● **RECORD SET**
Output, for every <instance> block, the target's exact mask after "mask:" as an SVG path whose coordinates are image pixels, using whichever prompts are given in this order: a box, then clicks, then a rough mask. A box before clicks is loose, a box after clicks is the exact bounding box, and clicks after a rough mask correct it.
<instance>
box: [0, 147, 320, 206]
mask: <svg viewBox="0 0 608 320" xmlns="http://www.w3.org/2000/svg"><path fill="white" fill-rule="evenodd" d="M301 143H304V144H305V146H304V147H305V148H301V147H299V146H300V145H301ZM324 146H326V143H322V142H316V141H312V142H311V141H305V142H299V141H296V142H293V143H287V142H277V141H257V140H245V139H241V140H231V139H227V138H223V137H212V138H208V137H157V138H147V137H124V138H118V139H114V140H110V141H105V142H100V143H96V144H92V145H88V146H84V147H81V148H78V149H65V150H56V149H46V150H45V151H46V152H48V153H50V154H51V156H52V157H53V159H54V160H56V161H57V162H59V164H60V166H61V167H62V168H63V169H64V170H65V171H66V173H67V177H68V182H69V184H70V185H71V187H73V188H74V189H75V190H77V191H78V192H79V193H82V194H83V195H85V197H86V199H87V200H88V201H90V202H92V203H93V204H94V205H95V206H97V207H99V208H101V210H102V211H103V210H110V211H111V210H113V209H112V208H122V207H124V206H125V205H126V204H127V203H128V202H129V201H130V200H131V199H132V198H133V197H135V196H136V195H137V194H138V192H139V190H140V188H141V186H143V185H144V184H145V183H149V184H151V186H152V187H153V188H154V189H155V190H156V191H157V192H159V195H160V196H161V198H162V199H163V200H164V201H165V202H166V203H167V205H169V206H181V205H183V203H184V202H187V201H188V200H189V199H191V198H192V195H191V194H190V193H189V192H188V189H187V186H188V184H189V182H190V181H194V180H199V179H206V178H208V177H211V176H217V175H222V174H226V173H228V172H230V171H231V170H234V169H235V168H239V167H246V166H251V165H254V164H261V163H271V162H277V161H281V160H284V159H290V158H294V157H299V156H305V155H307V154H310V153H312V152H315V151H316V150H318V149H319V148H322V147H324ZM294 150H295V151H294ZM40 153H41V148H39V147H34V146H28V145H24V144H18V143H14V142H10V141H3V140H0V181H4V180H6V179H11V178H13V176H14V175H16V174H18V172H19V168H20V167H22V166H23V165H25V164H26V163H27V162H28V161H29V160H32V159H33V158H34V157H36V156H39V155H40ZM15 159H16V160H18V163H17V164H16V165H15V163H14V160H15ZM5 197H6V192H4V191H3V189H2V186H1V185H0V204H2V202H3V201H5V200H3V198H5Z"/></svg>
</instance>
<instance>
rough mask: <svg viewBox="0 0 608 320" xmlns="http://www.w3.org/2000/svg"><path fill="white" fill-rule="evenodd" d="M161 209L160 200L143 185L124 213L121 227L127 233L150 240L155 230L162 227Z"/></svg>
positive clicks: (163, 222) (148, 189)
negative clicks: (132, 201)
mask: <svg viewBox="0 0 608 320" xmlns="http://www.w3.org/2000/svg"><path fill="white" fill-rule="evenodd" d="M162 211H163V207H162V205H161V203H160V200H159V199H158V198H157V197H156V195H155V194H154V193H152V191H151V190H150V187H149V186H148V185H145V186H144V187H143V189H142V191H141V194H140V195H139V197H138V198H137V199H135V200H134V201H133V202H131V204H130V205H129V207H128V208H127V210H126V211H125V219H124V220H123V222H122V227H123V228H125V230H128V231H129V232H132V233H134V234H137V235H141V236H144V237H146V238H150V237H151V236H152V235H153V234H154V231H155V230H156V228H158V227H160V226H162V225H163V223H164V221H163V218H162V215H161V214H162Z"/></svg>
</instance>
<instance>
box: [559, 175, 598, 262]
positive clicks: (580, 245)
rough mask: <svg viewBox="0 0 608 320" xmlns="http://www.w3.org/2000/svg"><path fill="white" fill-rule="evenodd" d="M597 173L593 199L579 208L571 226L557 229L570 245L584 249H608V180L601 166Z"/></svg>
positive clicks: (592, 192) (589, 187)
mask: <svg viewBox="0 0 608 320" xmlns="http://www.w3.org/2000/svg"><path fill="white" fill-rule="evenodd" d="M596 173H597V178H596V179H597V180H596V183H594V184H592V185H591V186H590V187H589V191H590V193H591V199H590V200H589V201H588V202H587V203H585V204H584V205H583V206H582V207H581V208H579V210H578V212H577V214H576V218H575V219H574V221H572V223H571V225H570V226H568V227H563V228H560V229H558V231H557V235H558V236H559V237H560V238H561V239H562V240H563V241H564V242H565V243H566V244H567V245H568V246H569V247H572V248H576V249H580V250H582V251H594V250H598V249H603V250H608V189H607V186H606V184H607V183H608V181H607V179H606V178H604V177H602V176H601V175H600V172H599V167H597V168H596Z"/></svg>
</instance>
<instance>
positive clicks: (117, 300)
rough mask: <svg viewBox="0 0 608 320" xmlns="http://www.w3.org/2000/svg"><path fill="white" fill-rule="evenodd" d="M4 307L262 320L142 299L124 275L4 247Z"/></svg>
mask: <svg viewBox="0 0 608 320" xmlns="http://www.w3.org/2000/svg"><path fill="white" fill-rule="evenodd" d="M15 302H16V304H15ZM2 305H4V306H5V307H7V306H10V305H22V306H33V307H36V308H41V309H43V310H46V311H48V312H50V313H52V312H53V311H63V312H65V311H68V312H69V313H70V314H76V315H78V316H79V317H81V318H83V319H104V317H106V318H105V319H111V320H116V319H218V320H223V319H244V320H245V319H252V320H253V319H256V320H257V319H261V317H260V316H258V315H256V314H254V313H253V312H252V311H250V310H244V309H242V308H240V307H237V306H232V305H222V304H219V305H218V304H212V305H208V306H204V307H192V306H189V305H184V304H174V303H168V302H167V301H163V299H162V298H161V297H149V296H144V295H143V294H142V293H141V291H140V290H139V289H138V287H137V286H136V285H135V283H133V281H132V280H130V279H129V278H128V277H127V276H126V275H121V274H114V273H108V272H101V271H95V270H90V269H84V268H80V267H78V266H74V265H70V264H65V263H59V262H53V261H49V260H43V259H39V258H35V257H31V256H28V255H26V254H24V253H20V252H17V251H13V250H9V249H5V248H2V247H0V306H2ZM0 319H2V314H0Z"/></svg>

● **EXERCISE**
Every entry above needs to be copied exactly.

● **RESPONSE AREA**
Output, for every <instance> block, the target's exact mask after "mask:" as an SVG path whose coordinates are image pixels, using whichever prompts are given in this order: a box, then clicks, then a rough mask. A box before clicks is loose, a box after clicks is the exact bounding box, and clicks after a rough mask correct it.
<instance>
box: [0, 147, 320, 206]
mask: <svg viewBox="0 0 608 320" xmlns="http://www.w3.org/2000/svg"><path fill="white" fill-rule="evenodd" d="M301 143H304V144H305V146H304V147H305V148H301V147H299V146H300V145H301ZM324 146H326V143H322V142H316V141H312V142H311V141H305V142H299V141H296V142H293V143H287V142H277V141H257V140H245V139H241V140H231V139H227V138H223V137H212V138H208V137H157V138H147V137H124V138H118V139H114V140H110V141H105V142H100V143H96V144H92V145H88V146H84V147H81V148H78V149H65V150H56V149H46V150H45V151H46V152H48V153H50V154H51V156H52V157H53V159H54V160H56V161H57V162H59V164H60V166H61V167H62V168H63V169H64V170H65V171H66V173H67V177H68V182H69V184H70V185H71V187H73V188H74V189H75V190H77V191H78V192H79V193H82V194H83V195H85V197H86V199H87V200H88V201H90V202H92V203H93V204H94V205H95V206H97V207H99V208H101V210H102V211H103V210H110V211H111V210H113V209H112V208H122V207H124V206H125V205H126V204H127V203H128V202H129V201H130V200H131V199H132V198H133V197H135V196H136V195H137V194H138V192H139V190H140V188H141V186H143V185H144V184H145V183H149V184H151V186H152V187H153V188H154V189H155V190H156V191H157V192H159V195H160V196H161V198H162V199H163V200H164V201H165V202H166V203H167V205H169V206H181V205H183V203H184V202H187V201H188V200H189V199H191V198H192V195H191V194H190V193H189V192H188V189H187V186H188V184H189V182H190V181H194V180H199V179H206V178H208V177H211V176H217V175H222V174H226V173H228V172H230V171H231V170H234V169H235V168H239V167H246V166H251V165H254V164H261V163H271V162H277V161H281V160H284V159H290V158H294V157H299V156H305V155H307V154H310V153H312V152H315V151H316V150H318V149H319V148H322V147H324ZM294 150H295V151H294ZM40 153H41V148H39V147H34V146H28V145H24V144H18V143H14V142H10V141H3V140H0V181H4V180H6V179H11V178H13V176H14V175H16V174H18V172H19V168H20V167H22V166H23V165H25V164H26V163H27V162H28V161H29V160H32V159H33V158H34V157H36V156H39V155H40ZM15 159H16V160H18V163H17V164H16V165H15V163H14V160H15ZM5 197H6V192H4V191H3V189H2V186H1V185H0V204H2V202H3V201H5V200H3V198H5Z"/></svg>
</instance>
<instance>
rough mask: <svg viewBox="0 0 608 320" xmlns="http://www.w3.org/2000/svg"><path fill="white" fill-rule="evenodd" d="M161 209L160 200L143 185L124 213L121 227L127 233L150 240L155 230L162 227Z"/></svg>
positive clicks: (163, 222) (148, 189)
negative clicks: (132, 201)
mask: <svg viewBox="0 0 608 320" xmlns="http://www.w3.org/2000/svg"><path fill="white" fill-rule="evenodd" d="M162 211H163V207H162V205H161V203H160V200H159V199H158V198H157V197H156V195H155V194H154V193H152V191H151V190H150V187H149V186H148V185H145V186H144V187H143V189H142V191H141V194H140V195H139V197H138V198H137V199H135V200H134V201H133V202H131V204H130V205H129V207H128V208H127V210H126V211H125V219H124V220H123V222H122V227H123V228H125V230H128V231H129V232H132V233H134V234H137V235H141V236H144V237H146V238H150V237H151V236H152V235H153V234H154V231H155V230H156V228H158V227H160V226H162V225H163V223H164V221H163V218H162V215H161V214H162Z"/></svg>
</instance>
<instance>
box: [559, 175, 598, 262]
positive clicks: (580, 245)
rough mask: <svg viewBox="0 0 608 320" xmlns="http://www.w3.org/2000/svg"><path fill="white" fill-rule="evenodd" d="M597 173L593 199L579 208L571 226L557 229L570 245L584 249H608V180L601 166Z"/></svg>
positive clicks: (592, 192) (589, 187)
mask: <svg viewBox="0 0 608 320" xmlns="http://www.w3.org/2000/svg"><path fill="white" fill-rule="evenodd" d="M596 173H597V178H596V179H597V180H596V183H594V184H592V185H591V186H590V187H589V191H590V193H591V199H590V200H589V201H588V202H587V203H585V204H584V205H583V206H582V207H581V208H579V210H578V212H577V214H576V218H575V219H574V221H572V223H571V225H570V226H568V227H563V228H560V229H558V231H557V235H558V236H559V237H560V238H561V239H562V240H563V241H564V242H565V243H566V244H567V245H568V246H569V247H572V248H576V249H580V250H582V251H594V250H598V249H603V250H608V189H607V186H606V184H607V183H608V181H607V179H606V178H604V177H602V176H601V175H600V172H599V167H597V168H596Z"/></svg>
</instance>
<instance>
positive clicks: (117, 300)
rough mask: <svg viewBox="0 0 608 320" xmlns="http://www.w3.org/2000/svg"><path fill="white" fill-rule="evenodd" d="M4 307L262 320L142 299L124 275L4 247Z"/></svg>
mask: <svg viewBox="0 0 608 320" xmlns="http://www.w3.org/2000/svg"><path fill="white" fill-rule="evenodd" d="M15 302H16V304H15ZM2 305H4V306H5V307H7V306H10V305H22V306H33V307H36V308H41V309H43V310H46V311H48V312H50V313H52V312H53V311H63V312H65V311H68V312H69V313H70V314H76V315H78V316H79V317H81V318H83V319H104V317H106V318H105V319H111V320H116V319H218V320H223V319H244V320H245V319H252V320H253V319H256V320H257V319H261V317H260V316H258V315H256V314H254V313H253V312H252V311H250V310H244V309H242V308H240V307H237V306H232V305H222V304H219V305H218V304H212V305H208V306H204V307H192V306H189V305H184V304H174V303H168V302H167V301H163V299H162V298H161V297H149V296H144V295H143V294H142V293H141V291H140V290H139V289H138V287H137V286H136V285H135V283H133V281H132V280H130V279H129V278H128V277H127V276H126V275H121V274H114V273H108V272H101V271H95V270H90V269H84V268H80V267H78V266H74V265H70V264H65V263H59V262H53V261H49V260H43V259H39V258H35V257H31V256H28V255H26V254H24V253H20V252H17V251H13V250H9V249H5V248H2V247H0V306H2ZM0 319H2V314H0Z"/></svg>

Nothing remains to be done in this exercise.